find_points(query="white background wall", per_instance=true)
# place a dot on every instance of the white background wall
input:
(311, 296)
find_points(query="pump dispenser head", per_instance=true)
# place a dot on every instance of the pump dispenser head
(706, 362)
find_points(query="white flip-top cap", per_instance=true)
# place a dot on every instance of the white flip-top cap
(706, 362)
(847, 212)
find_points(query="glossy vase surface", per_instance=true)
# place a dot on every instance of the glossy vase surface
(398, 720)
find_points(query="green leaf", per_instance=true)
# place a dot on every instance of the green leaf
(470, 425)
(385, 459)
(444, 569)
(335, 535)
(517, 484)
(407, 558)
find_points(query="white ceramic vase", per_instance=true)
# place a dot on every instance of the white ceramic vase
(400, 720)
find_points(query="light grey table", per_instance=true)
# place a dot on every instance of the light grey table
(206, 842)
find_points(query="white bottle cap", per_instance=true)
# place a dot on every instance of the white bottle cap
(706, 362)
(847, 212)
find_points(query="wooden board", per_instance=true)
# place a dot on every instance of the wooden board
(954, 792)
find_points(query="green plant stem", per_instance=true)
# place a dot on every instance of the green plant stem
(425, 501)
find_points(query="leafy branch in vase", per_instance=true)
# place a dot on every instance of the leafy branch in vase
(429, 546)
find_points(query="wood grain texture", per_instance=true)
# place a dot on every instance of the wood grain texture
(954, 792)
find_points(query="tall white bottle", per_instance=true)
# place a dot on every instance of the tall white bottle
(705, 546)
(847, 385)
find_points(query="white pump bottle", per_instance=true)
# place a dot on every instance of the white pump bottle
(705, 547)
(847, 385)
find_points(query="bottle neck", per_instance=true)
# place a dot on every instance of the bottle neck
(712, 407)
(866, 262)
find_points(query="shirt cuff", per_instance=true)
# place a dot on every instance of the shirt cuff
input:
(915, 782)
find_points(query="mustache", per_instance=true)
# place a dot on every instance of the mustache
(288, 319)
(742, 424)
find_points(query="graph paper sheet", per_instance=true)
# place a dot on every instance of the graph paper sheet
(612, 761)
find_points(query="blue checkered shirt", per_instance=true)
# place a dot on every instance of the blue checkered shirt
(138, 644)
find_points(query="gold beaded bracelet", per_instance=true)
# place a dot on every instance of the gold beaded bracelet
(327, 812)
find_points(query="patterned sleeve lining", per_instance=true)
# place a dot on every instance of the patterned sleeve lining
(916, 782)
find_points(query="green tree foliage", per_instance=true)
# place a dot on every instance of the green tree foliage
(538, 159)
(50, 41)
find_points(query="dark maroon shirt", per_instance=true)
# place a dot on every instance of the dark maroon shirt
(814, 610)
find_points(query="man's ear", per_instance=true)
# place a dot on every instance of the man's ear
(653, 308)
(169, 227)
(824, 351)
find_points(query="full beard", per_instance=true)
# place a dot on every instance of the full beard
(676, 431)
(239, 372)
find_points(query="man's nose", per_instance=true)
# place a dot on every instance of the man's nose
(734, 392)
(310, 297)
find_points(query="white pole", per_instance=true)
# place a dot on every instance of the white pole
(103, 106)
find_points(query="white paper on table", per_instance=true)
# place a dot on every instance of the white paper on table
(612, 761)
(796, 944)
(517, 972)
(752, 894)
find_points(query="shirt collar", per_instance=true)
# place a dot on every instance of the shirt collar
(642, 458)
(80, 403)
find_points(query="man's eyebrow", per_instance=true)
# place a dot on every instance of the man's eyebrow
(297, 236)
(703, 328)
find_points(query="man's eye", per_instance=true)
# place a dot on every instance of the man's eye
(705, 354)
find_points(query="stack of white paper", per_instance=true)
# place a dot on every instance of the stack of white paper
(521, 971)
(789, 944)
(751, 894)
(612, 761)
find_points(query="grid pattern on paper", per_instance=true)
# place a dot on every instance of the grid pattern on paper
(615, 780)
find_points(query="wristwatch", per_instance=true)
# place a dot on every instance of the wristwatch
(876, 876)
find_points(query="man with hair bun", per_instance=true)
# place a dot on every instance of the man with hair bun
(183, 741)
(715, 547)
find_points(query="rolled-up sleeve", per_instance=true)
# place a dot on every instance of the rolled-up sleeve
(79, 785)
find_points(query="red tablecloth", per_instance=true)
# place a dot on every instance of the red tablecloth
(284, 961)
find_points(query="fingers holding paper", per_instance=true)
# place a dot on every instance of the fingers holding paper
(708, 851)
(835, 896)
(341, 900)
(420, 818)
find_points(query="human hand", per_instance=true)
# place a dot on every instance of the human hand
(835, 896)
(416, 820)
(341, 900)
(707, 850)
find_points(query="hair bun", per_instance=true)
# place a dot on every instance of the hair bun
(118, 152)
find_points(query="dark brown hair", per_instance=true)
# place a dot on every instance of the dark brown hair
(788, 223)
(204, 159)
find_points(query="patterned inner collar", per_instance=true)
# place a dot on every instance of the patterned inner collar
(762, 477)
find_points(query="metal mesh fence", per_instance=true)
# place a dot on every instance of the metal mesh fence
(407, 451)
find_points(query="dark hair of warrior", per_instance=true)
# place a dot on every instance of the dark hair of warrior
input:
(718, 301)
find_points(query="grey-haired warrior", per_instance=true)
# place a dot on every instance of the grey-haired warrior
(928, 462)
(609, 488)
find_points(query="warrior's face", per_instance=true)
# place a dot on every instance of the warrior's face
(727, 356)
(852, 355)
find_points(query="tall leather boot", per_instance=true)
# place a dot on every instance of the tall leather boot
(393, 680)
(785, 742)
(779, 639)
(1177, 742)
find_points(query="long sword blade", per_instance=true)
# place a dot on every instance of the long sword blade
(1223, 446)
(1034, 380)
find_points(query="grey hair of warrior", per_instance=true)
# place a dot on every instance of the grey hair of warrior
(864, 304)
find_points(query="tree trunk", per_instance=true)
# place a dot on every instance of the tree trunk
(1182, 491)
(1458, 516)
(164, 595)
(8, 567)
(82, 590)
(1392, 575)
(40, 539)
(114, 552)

Direction » Transcribe all the entries, keeping each one exactly as it is.

Answer to the problem »
find_points(query="white background wall", per_instance=true)
# place a dot on every instance of the white background wall
input:
(311, 296)
find_points(query="pump dispenser head", per_instance=true)
# place a dot on every instance of the pump dispenser head
(706, 362)
find_points(query="white flip-top cap", per_instance=true)
# place a dot on every instance of the white flip-top cap
(706, 362)
(847, 212)
find_points(query="glossy vase surface", per_instance=true)
# place a dot on every instance of the glossy vase surface
(398, 720)
find_points(query="green leaf", per_instance=true)
# place a dot on every instance of the green leaf
(470, 425)
(385, 459)
(444, 569)
(335, 535)
(517, 484)
(407, 558)
find_points(query="white ceramic vase", per_instance=true)
# place a dot on every instance of the white ceramic vase
(400, 720)
find_points(query="light grey table", per_instance=true)
# place a dot on every instance of the light grey table
(206, 842)
find_points(query="white bottle cap", per_instance=true)
# place a dot on every instance of the white bottle cap
(706, 362)
(847, 212)
find_points(query="wooden board", per_instance=true)
# place a dot on every instance of the wooden board
(954, 792)
find_points(query="green plant stem", per_instance=true)
# place a dot on every instance of the green plant stem
(425, 501)
find_points(query="leafy branch in vase", per_instance=true)
# place a dot on every instance of the leafy branch in vase
(429, 546)
find_points(query="wood grain texture", per_instance=true)
# place a dot on every instance of the wood grain texture
(954, 792)
find_points(query="tall white bottle", per_instance=true)
# place a dot on every instance of the tall white bottle
(705, 546)
(847, 385)
find_points(query="white pump bottle", per_instance=true)
# place a dot on every instance of the white pump bottle
(705, 547)
(847, 385)
find_points(query="bottle neck", per_instance=true)
# place a dot on every instance of the bottle neck
(712, 407)
(866, 262)
find_points(query="shirt cuff", per_instance=true)
# place a dot on every instance of the shirt cuff
input:
(915, 782)
find_points(query="mustache", per_instance=true)
# place a dot on every instance of the mustache
(288, 319)
(742, 424)
find_points(query="graph paper sheet", per_instance=true)
# place a dot on every instance of the graph paper sheet
(612, 761)
find_points(query="blue checkered shirt", per_instance=true)
# place a dot on every instance of the blue checkered shirt
(138, 644)
find_points(query="gold beaded bracelet", per_instance=true)
# place a dot on every instance of the gold beaded bracelet
(327, 812)
find_points(query="patterned sleeve lining", per_instance=true)
# place a dot on every instance of the patterned sleeve lining
(916, 782)
find_points(query="green tree foliage", per_instance=true)
# place a dot on every instance of the green tree foliage
(538, 159)
(50, 41)
find_points(query="dark maroon shirt", per_instance=true)
# place a dot on every instance of the dark maroon shirt
(814, 610)
find_points(query="man's ear", per_instance=true)
# place a dot on every instance of the man's ear
(653, 308)
(169, 227)
(824, 351)
find_points(query="full beard", per_instance=true)
# place a dot on every instance of the full beard
(676, 431)
(239, 372)
find_points(query="man's nose", per_instance=true)
# place a dot on every instance of the man's nose
(734, 392)
(310, 297)
find_points(query="white pole", per_instance=true)
# place a dot on every instance of the white pole
(103, 106)
find_points(query="white paper on table", per_instance=true)
# place a dot on every instance of the white paper on table
(612, 761)
(796, 944)
(517, 972)
(752, 894)
find_points(query="shirt collar", per_instance=true)
# place a dot on every instance of the shirt collar
(642, 458)
(80, 403)
find_points(query="man's eyebrow", per_instance=true)
# place a dot on every instance of the man's eyebrow
(297, 236)
(703, 328)
find_points(query="man's eye", per_instance=true)
# place a dot on every instance of the man's eye
(705, 354)
find_points(query="stack of white paper", per_instance=true)
# place a dot on every instance of the stack of white paper
(521, 971)
(789, 944)
(751, 894)
(612, 761)
find_points(query="grid pattern on paper", per_instance=true)
# place a dot on every instance of the grid pattern on paper
(615, 780)
find_points(query="wristwatch", per_instance=true)
# place a dot on every instance of the wristwatch
(876, 876)
find_points(query="man with hair bun", per_instance=true)
# place a dot on every instance of the man with hair bun
(183, 741)
(715, 547)
find_points(query="rolled-up sleeve", per_instance=true)
# place a dot on every instance of the rolled-up sleeve
(79, 785)
find_points(query="red tablecloth", per_instance=true)
# place a dot on every instance of the red tablecloth
(284, 961)
find_points(query="fingers holding paper", per_instance=true)
# place a dot on every instance of the fingers holding paper
(708, 851)
(835, 896)
(341, 900)
(420, 818)
find_points(query="human hand", per_instance=true)
# place a dot on every instance of the human hand
(835, 896)
(416, 820)
(341, 900)
(707, 850)
find_points(query="hair bun", per_instance=true)
# place a dot on every instance of the hair bun
(118, 152)
find_points(query="dark brown hair", per_instance=true)
# place a dot on every instance of the dark brown hair
(788, 223)
(204, 159)
find_points(query="patterned inner collar", per_instance=true)
# place a dot on every instance of the patterned inner collar
(762, 477)
find_points(query="metal mesh fence", per_instance=true)
# place a dot on every instance of the metal mesh fence
(407, 451)
find_points(query="dark hair of warrior", per_instance=true)
# place a dot on every instance of the dark hair of warrior
input:
(718, 301)
find_points(query="grey-haired warrior", per_instance=true)
# place a dot on every instance of the grey-haired warrior
(928, 462)
(609, 488)
find_points(query="warrior's face", per_instance=true)
# place a dot on every instance of the warrior's face
(727, 356)
(852, 355)
find_points(query="tall leather boot", per_instance=true)
# place a dot on every instance of the tall leather boot
(393, 680)
(785, 742)
(779, 639)
(1177, 742)
find_points(query="long sword blade", per_instance=true)
# place a dot on every instance of the long sword blade
(1223, 446)
(1034, 380)
find_points(query="grey hair of warrior", per_instance=true)
# place a dot on every instance of the grey hair of warrior
(864, 304)
find_points(query="tree trunk", per_instance=true)
# place a dot on every instance of the tree trunk
(1182, 491)
(1458, 516)
(164, 595)
(8, 567)
(82, 590)
(1392, 575)
(40, 539)
(114, 552)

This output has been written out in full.